_Exercise instructions:_
Reproduce the items below word for word, leaving out the pictures.

----- Entries provided

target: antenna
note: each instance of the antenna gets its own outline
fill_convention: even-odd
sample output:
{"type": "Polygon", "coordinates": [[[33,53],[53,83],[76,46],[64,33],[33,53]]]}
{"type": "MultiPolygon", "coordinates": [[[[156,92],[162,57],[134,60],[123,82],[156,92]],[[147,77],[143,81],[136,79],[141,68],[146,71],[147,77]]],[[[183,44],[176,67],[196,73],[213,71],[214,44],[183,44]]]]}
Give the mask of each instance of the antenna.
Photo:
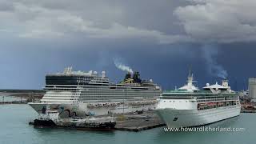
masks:
{"type": "Polygon", "coordinates": [[[189,77],[192,76],[192,66],[191,64],[189,66],[189,77]]]}

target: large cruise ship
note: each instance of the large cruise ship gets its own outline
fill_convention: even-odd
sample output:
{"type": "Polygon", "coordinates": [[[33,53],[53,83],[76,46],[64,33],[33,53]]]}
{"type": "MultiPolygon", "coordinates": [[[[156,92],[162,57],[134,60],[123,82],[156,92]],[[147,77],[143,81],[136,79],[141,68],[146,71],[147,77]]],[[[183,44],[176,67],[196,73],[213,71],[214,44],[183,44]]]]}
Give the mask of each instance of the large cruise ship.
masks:
{"type": "Polygon", "coordinates": [[[240,114],[238,94],[231,90],[227,80],[222,85],[209,83],[200,90],[189,74],[187,84],[165,91],[158,99],[157,114],[169,128],[203,126],[240,114]]]}
{"type": "Polygon", "coordinates": [[[128,73],[117,84],[110,83],[105,71],[72,71],[46,76],[46,94],[40,102],[30,102],[38,114],[46,106],[58,110],[60,117],[106,115],[155,109],[161,88],[152,79],[141,80],[138,72],[128,73]]]}

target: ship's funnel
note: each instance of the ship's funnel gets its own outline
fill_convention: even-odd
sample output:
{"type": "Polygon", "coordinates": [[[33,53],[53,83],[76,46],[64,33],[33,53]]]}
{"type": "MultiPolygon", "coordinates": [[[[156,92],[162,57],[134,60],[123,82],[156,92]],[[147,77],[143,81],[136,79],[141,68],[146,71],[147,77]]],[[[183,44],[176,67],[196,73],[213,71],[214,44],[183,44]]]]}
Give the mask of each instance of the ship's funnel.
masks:
{"type": "Polygon", "coordinates": [[[133,76],[134,82],[136,83],[141,83],[142,79],[140,78],[140,74],[138,71],[135,71],[133,76]]]}
{"type": "Polygon", "coordinates": [[[226,80],[226,79],[223,79],[222,80],[222,86],[225,86],[225,87],[228,87],[229,86],[228,80],[226,80]]]}
{"type": "Polygon", "coordinates": [[[125,77],[125,79],[123,81],[126,81],[129,78],[131,78],[131,74],[130,72],[128,72],[125,77]]]}

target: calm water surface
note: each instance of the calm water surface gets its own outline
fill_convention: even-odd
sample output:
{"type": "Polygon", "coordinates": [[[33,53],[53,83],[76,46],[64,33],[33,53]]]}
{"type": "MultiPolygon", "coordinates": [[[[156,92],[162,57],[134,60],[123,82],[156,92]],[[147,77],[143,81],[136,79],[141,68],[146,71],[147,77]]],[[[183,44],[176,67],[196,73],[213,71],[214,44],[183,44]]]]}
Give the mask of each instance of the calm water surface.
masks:
{"type": "Polygon", "coordinates": [[[165,132],[163,127],[141,132],[95,132],[36,129],[28,122],[37,117],[28,105],[0,106],[0,144],[252,144],[256,138],[256,114],[217,122],[210,126],[242,127],[243,132],[165,132]]]}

----------

_Final answer:_
target: antenna
note: each instance of the antenna gets its own outline
fill_convention: even-odd
sample output:
{"type": "Polygon", "coordinates": [[[33,53],[53,83],[76,46],[64,33],[33,53]]]}
{"type": "MultiPolygon", "coordinates": [[[[156,92],[162,57],[134,60],[123,82],[156,92]],[[147,77],[143,81],[136,79],[141,68],[146,71],[147,77]]],[[[183,44],[176,67],[196,73],[213,71],[214,44],[183,44]]]]}
Give the mask of each instance of the antenna.
Photo:
masks:
{"type": "Polygon", "coordinates": [[[189,77],[192,76],[192,66],[191,64],[189,66],[189,77]]]}

target: large cruise ship
note: each instance of the large cruise ship gets its own outline
fill_convention: even-odd
sample output:
{"type": "Polygon", "coordinates": [[[33,53],[53,83],[76,46],[64,33],[33,53]]]}
{"type": "MultiPolygon", "coordinates": [[[[156,92],[162,57],[134,60],[123,82],[156,92]],[[147,77],[143,81],[136,79],[141,68],[146,71],[147,77]]],[[[183,44],[176,67],[196,73],[213,71],[214,44],[183,44]]]]}
Give the mask of each instance of the large cruise ship.
masks:
{"type": "Polygon", "coordinates": [[[240,114],[238,94],[231,90],[227,80],[222,85],[209,83],[200,90],[189,74],[187,84],[165,91],[158,99],[157,114],[169,128],[203,126],[240,114]]]}
{"type": "Polygon", "coordinates": [[[128,73],[117,84],[110,83],[105,71],[72,71],[46,76],[46,94],[40,102],[30,102],[38,114],[46,106],[58,110],[60,117],[106,115],[155,109],[161,88],[152,79],[141,80],[138,72],[128,73]]]}

target: ship's funnel
note: each instance of the ship's funnel gets its own outline
fill_convention: even-odd
sample output:
{"type": "Polygon", "coordinates": [[[33,53],[53,83],[76,46],[64,33],[33,53]]]}
{"type": "MultiPolygon", "coordinates": [[[[156,92],[162,57],[134,60],[123,82],[156,92]],[[147,77],[143,81],[136,79],[141,68],[146,71],[147,77]]],[[[183,44],[176,67],[196,73],[213,71],[214,44],[183,44]]]]}
Give the mask of each instance of the ship's funnel.
masks:
{"type": "Polygon", "coordinates": [[[133,76],[134,82],[136,83],[141,83],[142,79],[140,78],[140,74],[138,71],[135,71],[133,76]]]}
{"type": "Polygon", "coordinates": [[[226,80],[226,79],[223,79],[222,80],[222,86],[225,86],[225,87],[228,87],[229,86],[228,80],[226,80]]]}
{"type": "Polygon", "coordinates": [[[125,77],[125,79],[123,81],[126,81],[129,78],[131,78],[131,74],[130,72],[128,72],[125,77]]]}

target: calm water surface
note: each instance of the calm water surface gets its own outline
fill_convention: even-odd
sample output:
{"type": "Polygon", "coordinates": [[[33,53],[53,83],[76,46],[64,33],[33,53]]]}
{"type": "MultiPolygon", "coordinates": [[[[156,92],[162,57],[134,60],[123,82],[156,92]],[[147,77],[143,81],[136,79],[141,68],[146,71],[147,77]]],[[[183,44],[176,67],[196,73],[213,71],[214,44],[183,44]]]]}
Give the mask of each instance of the calm water surface.
masks:
{"type": "Polygon", "coordinates": [[[165,132],[163,127],[141,132],[95,132],[36,129],[28,122],[37,117],[28,105],[0,106],[0,144],[252,144],[256,138],[256,114],[217,122],[210,126],[242,127],[243,132],[165,132]]]}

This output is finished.